- TO DO
Write a continuation of the article below on memory sharing in the operating system, beginning right after the sentence ending "have to be compiled and bundled up as well."

- TEXT SECTION

──────────

Layman's Guide to Computing

Subscribe
Archives
March 28, 2020

[LMG S5] Issue 65: Memory Sharing in the Operating System

Previously: Meltdown and Spectre require the programs executing them to have access to kernel memory space. Kernel address isolation attempts to prevent the program from even having access to the kernel address space in the first place. TLB flushing changes the virtual-to-physical memory mapping, disrupting Spectre’s reliance on a consistent virtual-to-physical memory mapping.

One question that makes sense to ask is: if the operating system is supposed to keep the memory used by each program separate, then how is one program able to access the memory of another program? How would a program trying to mount a Meltdown or Spectre attack be able to read the memory of any other program, let alone the operating system?

Let’s face it: it is impossible to completely separate programs from each other. Many programs need to communicate with each other; antivirus software needs to be able to scan the addresses accessed by your web browser for harmful links, Office software needs to be able to send data to each other especially for features like Mail Merge, and of course your task manager has to know how much resources every app is using. So that it can show you this:

Screenshot of task manager in Windows 10, showing shared memory usage
Task Manager in Windows 10
You can reveal the shared memory column by right-clicking on the column labels and then “Select Columns”.

or this:

Screenshot of system monitor in KDE, showing shared memory usage
System Monitor in KDE (Linux).

What is this shared memory?

Private memory

The memory I talked about earlier, which every software application has, is used to store various things. It is used to store temporary information, such as unsaved data, application settings, graphics resources (every icon and image shown in the application has to come from somewhere …), but most important, libraries and other functions (Issue 17).

Very few software developers will write every single bit of code used by their program; often, they will use software libraries written by others to provide specialised functions (e.g. encrypting your data, or accessing a database). When program code is compiled into CPU instructions (Issue 54), these libraries of course have to be compiled and bundled up as well.

──────────

- GIVEN ENTRIES
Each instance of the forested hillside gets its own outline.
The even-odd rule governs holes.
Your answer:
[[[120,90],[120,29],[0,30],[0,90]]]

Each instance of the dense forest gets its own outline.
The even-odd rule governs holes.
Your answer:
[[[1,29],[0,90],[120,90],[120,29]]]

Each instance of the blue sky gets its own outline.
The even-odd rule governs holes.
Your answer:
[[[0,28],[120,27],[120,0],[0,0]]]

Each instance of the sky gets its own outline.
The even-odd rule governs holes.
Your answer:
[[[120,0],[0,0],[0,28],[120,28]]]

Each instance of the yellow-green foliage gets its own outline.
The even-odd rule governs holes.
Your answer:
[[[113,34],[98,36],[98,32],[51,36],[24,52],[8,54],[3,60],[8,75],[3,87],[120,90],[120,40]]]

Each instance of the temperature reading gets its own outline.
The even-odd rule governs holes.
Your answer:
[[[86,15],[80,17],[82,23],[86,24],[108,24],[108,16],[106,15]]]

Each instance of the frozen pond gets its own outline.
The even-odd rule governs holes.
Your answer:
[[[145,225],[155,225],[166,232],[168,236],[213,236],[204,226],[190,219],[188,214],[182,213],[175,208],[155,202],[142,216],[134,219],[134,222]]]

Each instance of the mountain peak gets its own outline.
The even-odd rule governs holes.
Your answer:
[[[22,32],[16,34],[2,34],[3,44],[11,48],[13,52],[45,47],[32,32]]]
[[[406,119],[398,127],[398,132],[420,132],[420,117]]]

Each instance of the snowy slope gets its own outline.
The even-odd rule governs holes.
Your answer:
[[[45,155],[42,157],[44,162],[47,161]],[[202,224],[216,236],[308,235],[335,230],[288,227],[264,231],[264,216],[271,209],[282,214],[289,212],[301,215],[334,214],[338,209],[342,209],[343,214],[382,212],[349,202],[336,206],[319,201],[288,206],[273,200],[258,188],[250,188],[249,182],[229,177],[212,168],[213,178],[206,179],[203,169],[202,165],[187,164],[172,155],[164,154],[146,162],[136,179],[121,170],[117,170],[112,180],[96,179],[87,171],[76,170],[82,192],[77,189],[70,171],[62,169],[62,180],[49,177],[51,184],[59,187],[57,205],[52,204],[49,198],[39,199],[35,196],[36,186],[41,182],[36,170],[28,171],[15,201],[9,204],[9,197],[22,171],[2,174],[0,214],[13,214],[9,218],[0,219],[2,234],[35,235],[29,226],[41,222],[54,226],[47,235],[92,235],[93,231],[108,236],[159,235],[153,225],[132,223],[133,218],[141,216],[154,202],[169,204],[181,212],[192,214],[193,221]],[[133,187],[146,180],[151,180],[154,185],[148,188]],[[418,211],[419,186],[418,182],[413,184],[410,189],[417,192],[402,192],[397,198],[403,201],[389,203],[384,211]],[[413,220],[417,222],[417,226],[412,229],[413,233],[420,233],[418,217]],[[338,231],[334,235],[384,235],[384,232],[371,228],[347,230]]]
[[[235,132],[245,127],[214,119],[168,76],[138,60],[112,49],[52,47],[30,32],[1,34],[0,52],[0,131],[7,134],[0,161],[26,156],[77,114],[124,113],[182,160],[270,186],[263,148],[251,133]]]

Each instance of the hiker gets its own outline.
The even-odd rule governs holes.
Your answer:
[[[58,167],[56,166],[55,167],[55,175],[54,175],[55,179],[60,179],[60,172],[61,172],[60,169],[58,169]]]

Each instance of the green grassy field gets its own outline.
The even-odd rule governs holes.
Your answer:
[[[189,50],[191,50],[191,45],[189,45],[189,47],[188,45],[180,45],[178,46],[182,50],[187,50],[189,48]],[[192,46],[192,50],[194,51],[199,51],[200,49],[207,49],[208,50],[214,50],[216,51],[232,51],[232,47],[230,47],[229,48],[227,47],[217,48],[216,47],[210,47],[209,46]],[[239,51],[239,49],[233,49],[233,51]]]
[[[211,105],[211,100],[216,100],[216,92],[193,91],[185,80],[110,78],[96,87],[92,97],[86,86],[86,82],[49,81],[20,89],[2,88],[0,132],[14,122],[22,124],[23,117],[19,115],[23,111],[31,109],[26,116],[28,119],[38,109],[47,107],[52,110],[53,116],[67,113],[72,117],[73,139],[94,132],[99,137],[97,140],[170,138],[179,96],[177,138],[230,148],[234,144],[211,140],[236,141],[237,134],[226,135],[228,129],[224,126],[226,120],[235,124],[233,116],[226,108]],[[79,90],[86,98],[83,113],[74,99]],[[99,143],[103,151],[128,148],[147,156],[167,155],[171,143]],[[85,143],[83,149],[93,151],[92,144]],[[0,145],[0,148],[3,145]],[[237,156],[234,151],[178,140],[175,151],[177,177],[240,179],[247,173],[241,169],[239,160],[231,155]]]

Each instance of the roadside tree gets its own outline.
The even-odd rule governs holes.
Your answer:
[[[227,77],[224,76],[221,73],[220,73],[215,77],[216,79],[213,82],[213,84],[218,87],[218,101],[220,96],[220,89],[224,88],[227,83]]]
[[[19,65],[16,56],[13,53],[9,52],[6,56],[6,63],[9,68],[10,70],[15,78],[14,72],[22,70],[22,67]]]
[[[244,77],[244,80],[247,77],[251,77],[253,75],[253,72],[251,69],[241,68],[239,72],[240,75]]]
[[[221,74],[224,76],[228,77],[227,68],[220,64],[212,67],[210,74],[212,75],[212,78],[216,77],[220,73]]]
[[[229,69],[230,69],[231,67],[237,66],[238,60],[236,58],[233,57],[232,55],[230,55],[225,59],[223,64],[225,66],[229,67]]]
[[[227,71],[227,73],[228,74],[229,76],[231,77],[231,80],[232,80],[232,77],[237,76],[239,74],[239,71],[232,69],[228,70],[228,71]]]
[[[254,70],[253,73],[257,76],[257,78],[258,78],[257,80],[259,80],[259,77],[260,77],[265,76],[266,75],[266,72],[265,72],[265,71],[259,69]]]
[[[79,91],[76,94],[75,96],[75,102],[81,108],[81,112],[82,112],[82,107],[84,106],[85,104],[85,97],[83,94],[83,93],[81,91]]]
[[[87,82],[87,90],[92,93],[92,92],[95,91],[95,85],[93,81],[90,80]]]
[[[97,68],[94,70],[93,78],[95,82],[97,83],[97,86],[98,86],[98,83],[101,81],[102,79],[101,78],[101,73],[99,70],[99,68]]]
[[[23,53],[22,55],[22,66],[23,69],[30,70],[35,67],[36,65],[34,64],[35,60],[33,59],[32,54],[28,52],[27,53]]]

──────────

- WRITTEN RESPONSE
That makes the program really huge, doesn’t it? Yes, it does; it is one reason (but not the main reason) that mobile apps, especially Android apps, have become so bloated over the last half-decade or so. But I digress.

Shared memory

At some point, you start to realise that many of these apps need to use a set of identical functions: at the most basic level, requesting and managing memory, requesting file access, sending data over a network, …, and up to libraries for resizing images, and so on.

It doesn’t make sense for each app to have to bundle their own libraries for that! So the OS actually provides a set of common libraries that applications compiled for that OS can use. Each operating system bundles its own libraries for applications to use; this is one reason why applications compiled for Windows wont work on OSX or Linux, and vice-versa. That also means that these libraries have to be loaded into a part of memory that is accessible to all applications. These shared libraries thus go into shared memory space.

What else? Shared libraries can’t be taking up so much space by themselves, they’re just instructions …

Let’s try to find out what else is sitting in there.

Investigating memory details

On Windows, I’m going to need more specialised tools. I’ve only got an hour; let’s try something else.

Ah! System Monitor actually reveals more details about how an application uses memory. Let’s investigate the top few processes using the most memory.

Here’s Firefox:

Screenshot of detailed memory usage in Firefox on KDE
Firefox detailed memory usage in KDE (Linux).

Oops, too much detail. Heres the gist:

  1. Firefox uses about 450 MB for its own stuff in private memory, in a place called the heap.
  2. To communicate with other processes, it uses about 10 MB privately, and 82 MB shared with other processes (it does so through /SYSV00000000, which is deleted when not in use)
  3. It has loaded one of its core libraries, libxul.so (almost all libraries start with the prefix lib) in shared space. This core library is shared with other Mozilla applications, such as its Thunderbird email client, so it makes sense to put it mostly in shared memory.
  4. It uses a small amount of space for caching things (startup code, its own scripts, etc)
  5. It uses some shared memory to communicate with other processes. (The acronym IPC in this context usually refers to inter-process communication.) This can be for playing audio/video (it has to communicate with the audio/video drivers), or loading content that has to be processed through plugins (used to be Flash content in the past, now it can be other things).

Hmm, interesting. Let’s try to find something more illuminating to wrap up this season with.

How is shared memory used?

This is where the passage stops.